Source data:
--------
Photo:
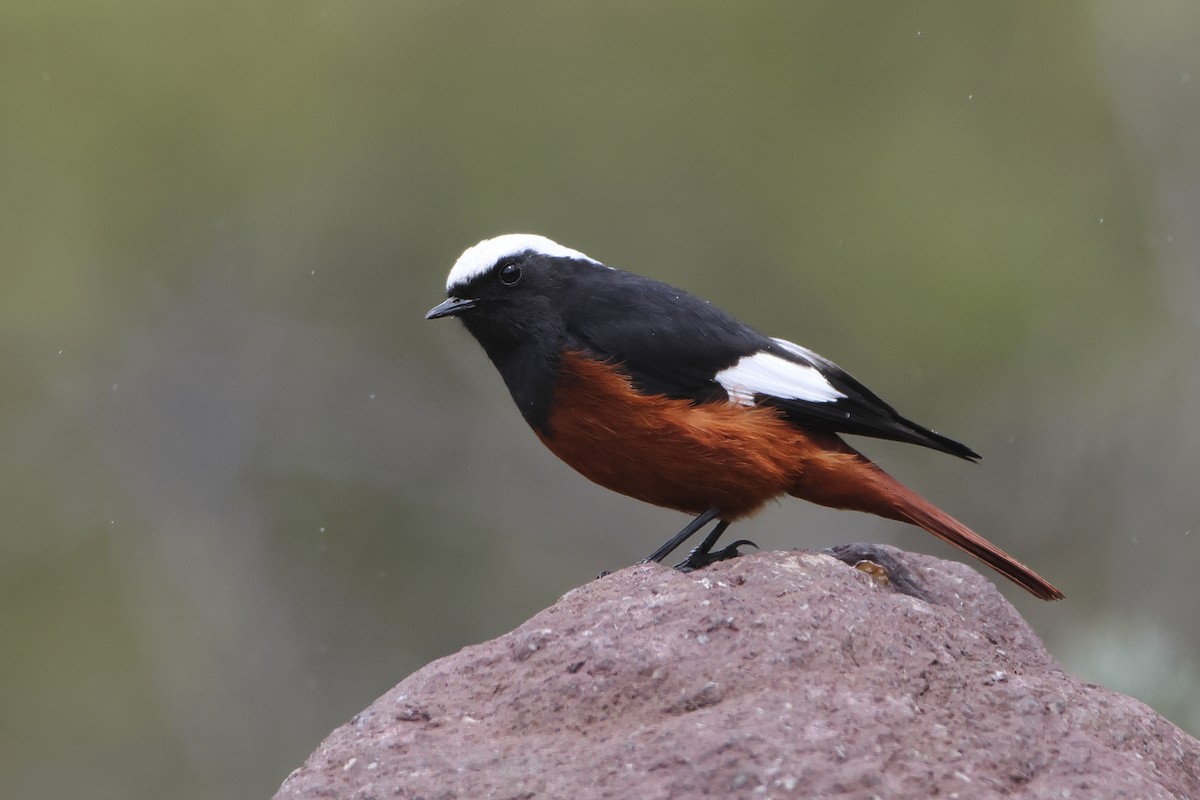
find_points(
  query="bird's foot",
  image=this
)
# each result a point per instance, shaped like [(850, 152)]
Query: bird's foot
[(699, 559)]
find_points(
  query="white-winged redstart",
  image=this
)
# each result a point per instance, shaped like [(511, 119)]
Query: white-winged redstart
[(655, 394)]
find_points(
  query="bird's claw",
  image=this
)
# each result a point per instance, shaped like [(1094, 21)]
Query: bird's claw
[(699, 560)]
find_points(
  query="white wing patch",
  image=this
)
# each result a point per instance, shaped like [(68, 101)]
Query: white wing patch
[(480, 258), (763, 373)]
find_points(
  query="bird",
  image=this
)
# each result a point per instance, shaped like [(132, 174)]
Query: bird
[(655, 394)]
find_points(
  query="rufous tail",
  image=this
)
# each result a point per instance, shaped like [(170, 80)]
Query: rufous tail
[(849, 480)]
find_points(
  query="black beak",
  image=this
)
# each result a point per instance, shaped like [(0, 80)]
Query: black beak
[(451, 307)]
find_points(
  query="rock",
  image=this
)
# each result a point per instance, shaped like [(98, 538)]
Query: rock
[(769, 675)]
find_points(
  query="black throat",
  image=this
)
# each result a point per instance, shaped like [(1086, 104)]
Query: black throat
[(528, 366)]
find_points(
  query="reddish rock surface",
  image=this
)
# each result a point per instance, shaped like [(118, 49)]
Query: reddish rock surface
[(771, 675)]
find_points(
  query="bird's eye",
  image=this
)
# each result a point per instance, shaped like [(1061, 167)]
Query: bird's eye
[(510, 274)]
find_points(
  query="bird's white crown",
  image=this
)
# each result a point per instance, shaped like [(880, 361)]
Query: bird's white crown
[(480, 258)]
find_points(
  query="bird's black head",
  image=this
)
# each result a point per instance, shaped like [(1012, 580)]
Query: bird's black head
[(514, 294), (510, 289)]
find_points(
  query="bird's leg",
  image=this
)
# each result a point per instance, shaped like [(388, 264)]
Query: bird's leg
[(683, 535), (703, 555)]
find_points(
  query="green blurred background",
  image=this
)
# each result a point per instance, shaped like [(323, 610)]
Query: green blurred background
[(247, 488)]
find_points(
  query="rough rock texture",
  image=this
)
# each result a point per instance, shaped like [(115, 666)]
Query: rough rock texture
[(771, 675)]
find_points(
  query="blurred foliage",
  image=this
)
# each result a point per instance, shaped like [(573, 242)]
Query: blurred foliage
[(249, 489)]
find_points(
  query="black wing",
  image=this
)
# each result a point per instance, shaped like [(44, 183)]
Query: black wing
[(676, 344)]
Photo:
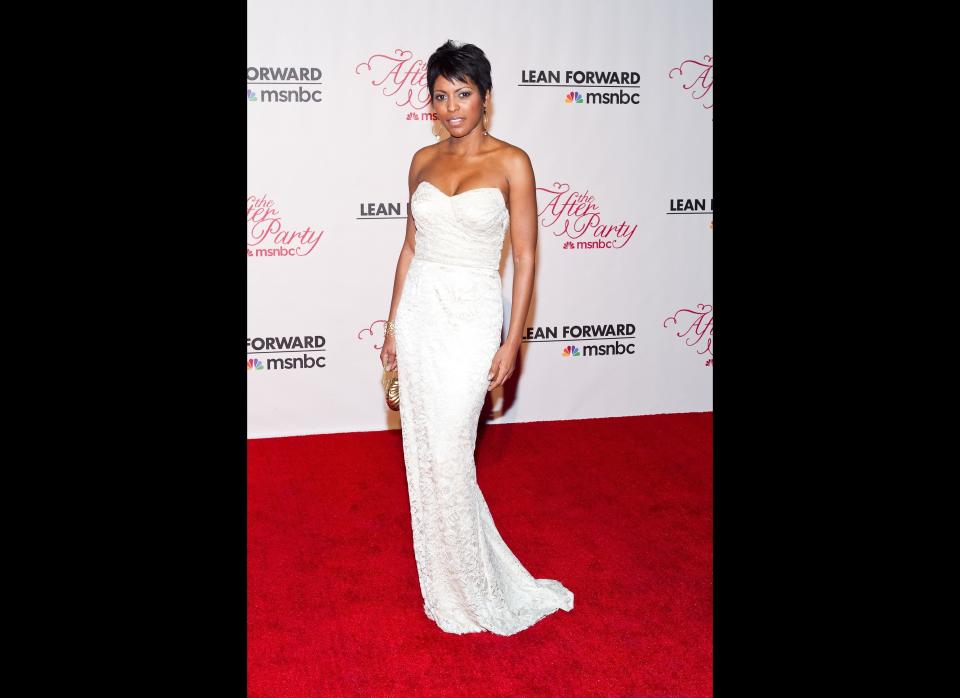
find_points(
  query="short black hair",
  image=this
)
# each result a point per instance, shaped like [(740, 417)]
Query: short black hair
[(458, 63)]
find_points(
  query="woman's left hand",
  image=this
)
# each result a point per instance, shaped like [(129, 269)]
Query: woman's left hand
[(502, 365)]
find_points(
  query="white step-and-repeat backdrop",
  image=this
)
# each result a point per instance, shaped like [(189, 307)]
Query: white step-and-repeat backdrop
[(612, 101)]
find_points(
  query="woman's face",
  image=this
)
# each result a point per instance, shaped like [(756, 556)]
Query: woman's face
[(458, 105)]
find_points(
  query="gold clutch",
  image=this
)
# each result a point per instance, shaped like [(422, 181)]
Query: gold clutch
[(392, 391)]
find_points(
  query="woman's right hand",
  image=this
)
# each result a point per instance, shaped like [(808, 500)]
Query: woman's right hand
[(388, 355)]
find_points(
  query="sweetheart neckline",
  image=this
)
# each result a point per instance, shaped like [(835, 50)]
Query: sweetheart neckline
[(453, 196)]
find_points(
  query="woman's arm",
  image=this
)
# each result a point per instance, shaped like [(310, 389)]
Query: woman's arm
[(523, 244), (388, 356)]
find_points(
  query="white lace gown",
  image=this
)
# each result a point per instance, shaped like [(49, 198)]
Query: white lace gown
[(448, 328)]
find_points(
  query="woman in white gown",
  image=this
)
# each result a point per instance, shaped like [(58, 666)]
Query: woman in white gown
[(443, 337)]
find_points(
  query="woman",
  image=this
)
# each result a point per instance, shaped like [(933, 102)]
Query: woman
[(443, 337)]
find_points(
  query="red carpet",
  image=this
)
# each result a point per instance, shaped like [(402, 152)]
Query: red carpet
[(619, 510)]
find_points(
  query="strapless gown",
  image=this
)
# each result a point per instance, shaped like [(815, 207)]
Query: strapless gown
[(448, 328)]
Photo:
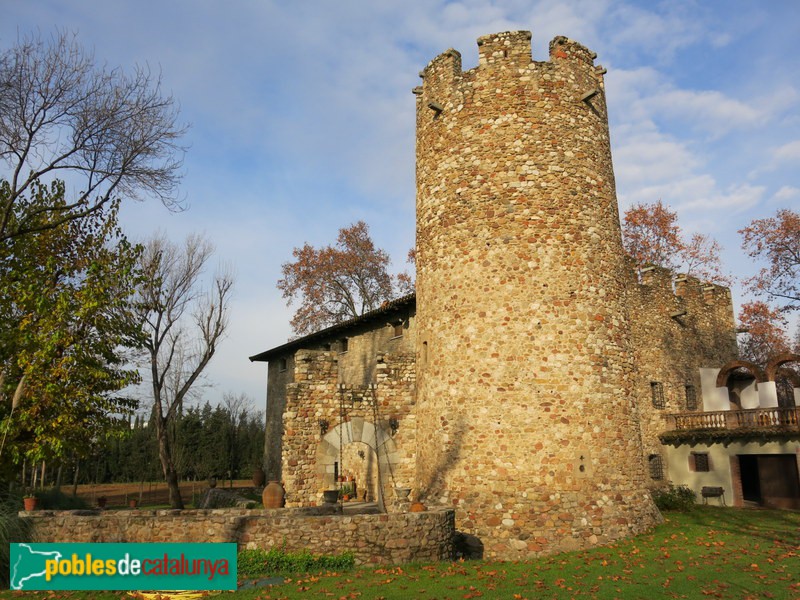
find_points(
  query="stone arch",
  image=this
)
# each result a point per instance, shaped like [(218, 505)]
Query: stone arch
[(791, 376), (725, 372), (356, 430), (776, 361)]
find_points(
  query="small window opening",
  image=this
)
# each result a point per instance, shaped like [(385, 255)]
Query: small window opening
[(657, 394), (397, 329), (691, 398), (656, 467), (699, 462)]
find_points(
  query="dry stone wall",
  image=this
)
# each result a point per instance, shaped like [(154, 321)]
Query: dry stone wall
[(381, 539), (527, 423)]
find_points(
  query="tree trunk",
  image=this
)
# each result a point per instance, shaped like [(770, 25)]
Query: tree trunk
[(167, 466), (75, 478)]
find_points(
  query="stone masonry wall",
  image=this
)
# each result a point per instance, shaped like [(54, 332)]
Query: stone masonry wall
[(383, 539), (357, 418), (357, 367), (679, 325), (527, 423)]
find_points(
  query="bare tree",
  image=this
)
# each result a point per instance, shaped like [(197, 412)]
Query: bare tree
[(107, 133), (183, 323)]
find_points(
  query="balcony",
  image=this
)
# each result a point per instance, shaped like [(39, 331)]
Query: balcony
[(733, 425)]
--------
▶ **THE TASK**: Please extract every line of the records above and reproduce each one verbatim, omitting the pictures.

▶ **ANSWER TO THIS TASK**:
Photo:
find_points(
  query="bird's foot",
  image=this
)
# each result a point per instance, shaped like [(850, 152)]
Query: bird's foot
[(699, 559)]
find_points(
  query="white-winged redstart",
  image=this
)
# each result a point per instance, shaped like [(511, 119)]
Query: white-winged redstart
[(655, 394)]
find_points(
  query="bird's claw",
  image=this
)
# each result a point per instance, shaped like [(1094, 21)]
Query: bird's claw
[(699, 560)]
find_points(
  query="white wing patch",
  image=this
)
# each result a point per instance, shaped like [(68, 101)]
Query: white wing patch
[(480, 258), (763, 373)]
find_points(
  query="bird",
  image=this
)
# each result a point per instance, shaped like [(132, 174)]
Query: bird
[(655, 394)]
find_points(
  query="rufous tail",
  image=this
)
# each result a point per instance, shaped like [(170, 80)]
Query: rufous tail
[(849, 480)]
find_points(
  query="black beak",
  image=this
)
# each result a point per instance, shaped like [(0, 80)]
Query: black beak
[(451, 307)]
find_points(
  query="rock",
  image=this
)
# each result a point per instance, shaped like [(98, 538)]
Query: rock
[(769, 675)]
find_points(
  query="black throat",
  image=this
)
# each result a point per instance, shaped like [(1086, 104)]
Query: black throat
[(528, 366)]
find_points(
  query="reddish rock surface",
  image=this
)
# each result a point per instance, shaped like [(118, 49)]
Query: reddish rock surface
[(771, 675)]
find_points(
  query="bird's eye",
  image=this
)
# each result a point per instance, shaped like [(1061, 167)]
Query: bird's eye
[(510, 274)]
find_points(
  query="bird's white crown",
  image=this
)
# each result a point per instance, shaped like [(880, 361)]
Query: bird's white crown
[(480, 258)]
find_points(
  query="bird's black head",
  image=this
)
# each result a point per instance, shaped like [(1012, 580)]
Query: bird's black head
[(514, 294), (510, 289)]
find_points(
  query="bird's leg",
  image=this
)
# each result a point per instance, shaped like [(388, 264)]
Query: bird's leg
[(683, 535), (703, 555)]
find_points(
  query="green blurred background",
  image=this
)
# each result a point per instance, shaped like [(323, 610)]
Query: green blurred background
[(247, 488)]
find_points(
  query="rough rock texture",
  image=this
)
# each result a point per instance, shaped like [(115, 666)]
Query: rough rock texture
[(771, 675)]
find_points(
  query="blurred foliage",
  image=this
)
# each result a point per instance, shaped like [(573, 242)]
Query: blurred foliage
[(249, 489)]
find_points(
  query="black wing",
  image=this
)
# each result a point per instance, shaped like [(44, 183)]
Query: black wing
[(676, 344)]
Photo:
find_points(
  query="short black hair",
  image=this
)
# each result a point per instance, shaped like [(740, 417)]
Query: short black hair
[(458, 63)]
find_points(
  query="woman's left hand",
  image=this
)
# each result a point per instance, shaped like [(129, 269)]
Query: woman's left hand
[(502, 365)]
find_points(
  query="white step-and-repeat backdrop",
  image=this
)
# each result a point per instance, shaped like [(189, 307)]
Query: white step-and-repeat backdrop
[(612, 101)]
find_points(
  query="woman's face",
  image=this
)
# each result a point per instance, shaped like [(756, 556)]
Query: woman's face
[(458, 105)]
find_points(
  query="gold clutch",
  image=this
)
# each result a point per instance, shaped like [(422, 181)]
Query: gold clutch
[(392, 391)]
find_points(
  query="woman's right hand",
  image=this
)
# each result a point per instance, shaped like [(808, 500)]
Query: woman's right hand
[(388, 355)]
find_points(
  query="sweetheart neckline",
  image=this
)
# each result a point per instance, shaped like [(835, 50)]
Query: sweetheart neckline
[(453, 196)]
find_points(
  query="woman's arm",
  image=this
)
# each result a point per instance, shaped like [(310, 389)]
Query: woman's arm
[(523, 244), (388, 356)]
find_points(
  query="white lace gown",
  image=this
)
# each result a point per instance, shaped like [(49, 198)]
Query: white lace gown
[(448, 328)]
find_points(
  query="woman in white gown",
  image=this
)
# each result a point per instance, shaped like [(58, 666)]
Query: woman in white gown
[(443, 337)]
find_points(
  query="woman",
  image=this
)
# each result a point per instance, shaped like [(933, 102)]
Query: woman
[(443, 337)]
find_points(
  query="red carpet",
  image=this
)
# each result a point per instance, shaped like [(402, 152)]
Query: red carpet
[(619, 510)]
find_points(
  query="strapless gown",
  image=this
)
# each result a point per instance, shaped like [(815, 207)]
Query: strapless gown
[(448, 328)]
Photo:
find_points(
  query="stone arch",
  image=this
)
# each result a point per instance, shaped like [(218, 505)]
Query: stone arch
[(791, 376), (725, 372), (356, 430), (776, 361)]
find_points(
  query="small window opening",
  image=this
)
# each result a point per instance, shaped like [(385, 255)]
Query: small window opening
[(657, 394), (397, 329), (691, 398), (656, 467), (699, 462)]
find_points(
  query="dry stone wall",
  image=this
)
# each result a point per instance, shaped like [(154, 321)]
Query: dry stone wall
[(381, 539), (527, 423)]
find_points(
  query="tree trunk",
  image=this
)
# each result a point per instance, shaped like [(770, 25)]
Query: tree trunk
[(167, 466), (75, 478)]
find_points(
  query="stone masonry wall",
  image=this
)
# each result a point per instance, shaped like [(54, 332)]
Query: stone masonry wall
[(383, 539), (357, 418), (357, 367), (679, 325), (527, 423)]
find_points(
  query="bare tree",
  image=this
)
# each result a point per instance, shaped like [(197, 412)]
Query: bare tree
[(107, 133), (183, 323)]
find_points(
  query="balcony",
  image=this
)
# each result a point per instance, shaped like [(39, 331)]
Query: balcony
[(733, 425)]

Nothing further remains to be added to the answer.